WORK ORDER ::
Would you restate the entries below exactly, keeping every line?

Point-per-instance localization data
============================================================

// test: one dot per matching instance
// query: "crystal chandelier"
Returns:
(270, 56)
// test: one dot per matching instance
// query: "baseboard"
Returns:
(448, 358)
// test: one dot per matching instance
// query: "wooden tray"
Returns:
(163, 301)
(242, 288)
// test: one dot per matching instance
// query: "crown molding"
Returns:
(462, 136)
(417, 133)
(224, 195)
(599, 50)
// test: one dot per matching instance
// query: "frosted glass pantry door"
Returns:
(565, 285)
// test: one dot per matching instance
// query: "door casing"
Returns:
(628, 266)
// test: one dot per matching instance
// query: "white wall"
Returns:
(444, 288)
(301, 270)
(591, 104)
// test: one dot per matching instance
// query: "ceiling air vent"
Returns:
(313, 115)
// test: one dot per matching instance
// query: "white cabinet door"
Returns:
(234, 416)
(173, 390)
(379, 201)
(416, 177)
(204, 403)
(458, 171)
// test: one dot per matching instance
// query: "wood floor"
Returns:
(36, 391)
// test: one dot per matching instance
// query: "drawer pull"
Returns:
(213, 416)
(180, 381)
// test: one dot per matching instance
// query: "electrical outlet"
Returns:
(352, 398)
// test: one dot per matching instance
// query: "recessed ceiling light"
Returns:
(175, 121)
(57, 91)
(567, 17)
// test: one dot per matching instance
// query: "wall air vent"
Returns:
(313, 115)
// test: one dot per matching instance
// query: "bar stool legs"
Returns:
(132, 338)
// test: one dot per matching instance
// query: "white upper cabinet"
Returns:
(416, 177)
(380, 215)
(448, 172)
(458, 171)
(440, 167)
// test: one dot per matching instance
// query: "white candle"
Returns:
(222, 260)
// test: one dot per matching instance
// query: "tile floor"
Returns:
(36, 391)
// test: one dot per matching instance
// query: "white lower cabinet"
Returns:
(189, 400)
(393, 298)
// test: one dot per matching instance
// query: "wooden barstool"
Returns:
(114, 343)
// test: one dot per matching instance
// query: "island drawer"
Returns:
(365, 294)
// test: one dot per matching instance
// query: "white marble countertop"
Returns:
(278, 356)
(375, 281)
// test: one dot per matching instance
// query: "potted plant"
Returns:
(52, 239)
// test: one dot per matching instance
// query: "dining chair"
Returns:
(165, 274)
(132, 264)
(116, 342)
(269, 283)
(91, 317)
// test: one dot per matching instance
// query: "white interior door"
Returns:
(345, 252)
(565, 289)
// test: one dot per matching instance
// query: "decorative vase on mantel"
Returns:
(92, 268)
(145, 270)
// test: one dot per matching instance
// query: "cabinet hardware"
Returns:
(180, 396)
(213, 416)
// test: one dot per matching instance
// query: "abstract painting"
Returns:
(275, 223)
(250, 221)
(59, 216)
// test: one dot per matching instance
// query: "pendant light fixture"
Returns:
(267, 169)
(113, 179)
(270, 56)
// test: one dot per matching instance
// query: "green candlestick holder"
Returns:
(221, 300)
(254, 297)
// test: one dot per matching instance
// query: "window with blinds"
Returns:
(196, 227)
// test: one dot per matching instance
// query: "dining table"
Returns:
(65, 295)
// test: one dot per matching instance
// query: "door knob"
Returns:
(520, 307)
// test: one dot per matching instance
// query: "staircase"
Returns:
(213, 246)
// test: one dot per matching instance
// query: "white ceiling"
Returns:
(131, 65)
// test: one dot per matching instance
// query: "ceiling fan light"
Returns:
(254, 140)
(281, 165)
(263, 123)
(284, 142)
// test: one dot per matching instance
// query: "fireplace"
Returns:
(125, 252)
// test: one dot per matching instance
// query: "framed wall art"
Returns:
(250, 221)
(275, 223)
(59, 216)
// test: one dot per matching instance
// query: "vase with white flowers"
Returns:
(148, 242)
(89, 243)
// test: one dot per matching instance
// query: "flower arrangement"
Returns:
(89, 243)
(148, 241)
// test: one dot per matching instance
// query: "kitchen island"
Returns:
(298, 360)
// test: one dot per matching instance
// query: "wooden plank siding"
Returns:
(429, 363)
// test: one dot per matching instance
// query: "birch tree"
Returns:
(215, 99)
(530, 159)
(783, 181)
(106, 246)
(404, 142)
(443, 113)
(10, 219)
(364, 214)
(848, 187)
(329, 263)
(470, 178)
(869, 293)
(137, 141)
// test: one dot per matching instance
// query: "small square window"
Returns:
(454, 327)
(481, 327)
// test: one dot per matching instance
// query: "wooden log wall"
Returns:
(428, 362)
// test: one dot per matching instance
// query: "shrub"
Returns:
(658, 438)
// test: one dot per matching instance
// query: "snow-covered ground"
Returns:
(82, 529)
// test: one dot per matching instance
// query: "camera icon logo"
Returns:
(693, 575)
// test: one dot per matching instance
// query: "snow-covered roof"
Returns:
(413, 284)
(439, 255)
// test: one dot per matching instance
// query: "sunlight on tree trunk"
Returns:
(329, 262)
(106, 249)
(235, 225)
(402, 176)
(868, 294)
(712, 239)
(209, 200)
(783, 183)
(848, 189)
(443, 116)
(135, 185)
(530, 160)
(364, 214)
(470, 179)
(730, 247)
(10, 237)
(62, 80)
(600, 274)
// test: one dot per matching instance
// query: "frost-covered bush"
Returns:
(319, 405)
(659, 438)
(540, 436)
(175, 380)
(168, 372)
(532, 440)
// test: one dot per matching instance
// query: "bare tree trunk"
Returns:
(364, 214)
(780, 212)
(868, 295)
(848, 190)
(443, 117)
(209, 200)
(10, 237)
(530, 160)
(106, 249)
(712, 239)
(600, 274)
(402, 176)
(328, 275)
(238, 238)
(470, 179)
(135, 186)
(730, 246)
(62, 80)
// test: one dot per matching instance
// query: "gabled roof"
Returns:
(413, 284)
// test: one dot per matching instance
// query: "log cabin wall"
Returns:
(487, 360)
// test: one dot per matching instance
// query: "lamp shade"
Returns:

============================================================

ANSWER TO THIS PROBLEM ::
// test: one dot per matching instance
// query: "crystal chandelier"
Returns:
(270, 56)
// test: one dot per matching instance
// query: "baseboard"
Returns:
(448, 358)
// test: one dot per matching instance
// query: "wooden tray"
Returns:
(163, 301)
(242, 288)
// test: one dot per matching instance
// query: "crown molding"
Returns:
(462, 136)
(417, 133)
(224, 195)
(599, 50)
// test: one dot per matching instance
// query: "frosted glass pantry door"
Returns:
(565, 285)
// test: one dot per matching instance
// query: "door casing"
Returns:
(628, 266)
// test: one dot per matching instance
// query: "white wall"
Returns:
(444, 288)
(301, 270)
(591, 104)
// test: one dot per matching instance
// query: "ceiling air vent"
Returns:
(313, 115)
// test: one dot per matching instance
// query: "white cabinet door"
Returns:
(234, 416)
(173, 390)
(379, 201)
(416, 177)
(204, 403)
(458, 171)
// test: one dot per matching instance
// query: "wood floor"
Returns:
(36, 391)
// test: one dot per matching instance
// query: "drawer pull"
Returns:
(213, 416)
(180, 381)
// test: one dot per matching instance
// query: "electrical outlet"
Returns:
(352, 398)
// test: one dot per matching instance
// query: "recessed ceiling light"
Returns:
(175, 121)
(57, 91)
(567, 17)
// test: one dot per matching instance
// query: "wall air vent"
Returns:
(313, 115)
// test: one dot per matching instance
// query: "bar stool legs"
Returns:
(132, 338)
// test: one dot per matching instance
// query: "white upper cabinet"
Returns:
(416, 177)
(380, 215)
(448, 172)
(458, 171)
(440, 167)
// test: one dot per matching instance
// query: "white candle"
Returns:
(222, 260)
// test: one dot per matching instance
// query: "tile floor"
Returns:
(36, 391)
// test: one dot per matching instance
// query: "white lower cabinet"
Returns:
(189, 400)
(393, 298)
// test: one dot per matching instance
// query: "wooden barstool"
Returns:
(114, 343)
// test: one dot per matching instance
// query: "island drawer"
Returns:
(365, 294)
// test: one dot per matching instance
// query: "white marble countertop"
Returns:
(278, 356)
(375, 281)
// test: one dot per matching instance
// query: "potted plant"
Returns:
(52, 239)
// test: one dot per matching instance
// query: "dining chair"
Returns:
(165, 274)
(132, 264)
(116, 342)
(269, 283)
(91, 317)
// test: one dot per matching instance
// query: "white interior door"
Returns:
(345, 252)
(565, 289)
// test: one dot per matching instance
// query: "decorative vase on mantel"
Returns:
(92, 268)
(145, 270)
// test: one dot per matching instance
// query: "cabinet hardware"
Returns:
(180, 396)
(213, 416)
// test: one dot per matching instance
// query: "abstract painting"
Returns:
(275, 223)
(250, 221)
(59, 216)
// test: one dot per matching instance
// query: "pendant light fixture"
Returns:
(267, 169)
(113, 179)
(270, 56)
// test: one dot per matching instance
// query: "green candlestick holder"
Returns:
(221, 300)
(254, 297)
// test: one dot per matching instance
// query: "window with blinds"
Returns:
(196, 227)
// test: one dot per matching instance
// query: "dining table"
Returns:
(65, 295)
// test: one dot per matching instance
// query: "door knob"
Returns:
(520, 307)
// test: one dot per matching instance
// query: "staircase"
Returns:
(213, 246)
// test: one dot per matching instance
// query: "white ceiling"
Returns:
(131, 65)
// test: one dot per matching instance
// query: "ceiling fan light"
Returns:
(254, 140)
(281, 165)
(263, 123)
(284, 142)
// test: one dot per matching instance
// query: "fireplace"
Returns:
(125, 252)
// test: one dot per matching instance
// query: "framed wall art"
Returns:
(250, 221)
(275, 223)
(59, 216)
// test: one dot per matching instance
// query: "vase with white flowers"
Returns:
(148, 242)
(89, 243)
// test: one dot per matching instance
// query: "flower arrangement"
Returns:
(89, 243)
(148, 241)
// test: one dot per matching instance
// query: "kitchen island"
Returns:
(298, 360)
// test: one dot per matching instance
// query: "wooden plank siding"
Returns:
(429, 363)
// test: one dot per matching instance
// query: "birch tree"
Returns:
(215, 99)
(530, 159)
(783, 181)
(106, 246)
(404, 142)
(443, 113)
(10, 219)
(364, 214)
(848, 187)
(329, 263)
(470, 178)
(869, 293)
(137, 141)
// test: one dot per matching instance
// query: "small square window"
Returns:
(454, 327)
(481, 327)
// test: one dot per matching instance
// query: "wooden log wall"
Returns:
(428, 362)
// test: one dot per matching instance
// query: "shrub"
Returns:
(658, 438)
// test: one dot per matching instance
// query: "snow-covered ground"
Returns:
(82, 529)
// test: one dot per matching instance
// query: "camera icon logo"
Returns:
(693, 575)
// test: one dot per matching instance
// query: "snow-covered roof"
Returns:
(413, 284)
(439, 255)
// test: one dot per matching instance
// query: "sunlight on tree trunk"
Returns:
(329, 262)
(106, 249)
(235, 225)
(402, 176)
(868, 294)
(712, 239)
(209, 200)
(783, 183)
(848, 189)
(443, 116)
(135, 185)
(530, 160)
(364, 214)
(470, 179)
(730, 247)
(10, 237)
(62, 80)
(600, 274)
// test: one dot per matching instance
// query: "frost-covered bush"
Returns:
(319, 405)
(659, 438)
(540, 436)
(175, 380)
(168, 372)
(532, 440)
// test: one dot per matching instance
// query: "bare tree trunk"
Returns:
(364, 214)
(780, 212)
(868, 295)
(848, 190)
(443, 117)
(209, 200)
(10, 237)
(530, 160)
(106, 249)
(712, 239)
(600, 274)
(402, 176)
(328, 275)
(238, 238)
(470, 179)
(135, 186)
(730, 246)
(62, 80)
// test: one dot per matching instance
// query: "gabled roof"
Returns:
(413, 284)
// test: one dot per matching instance
// query: "log cabin wall"
Returns:
(487, 360)
// test: one dot per matching instance
// query: "lamp shade"
Returns:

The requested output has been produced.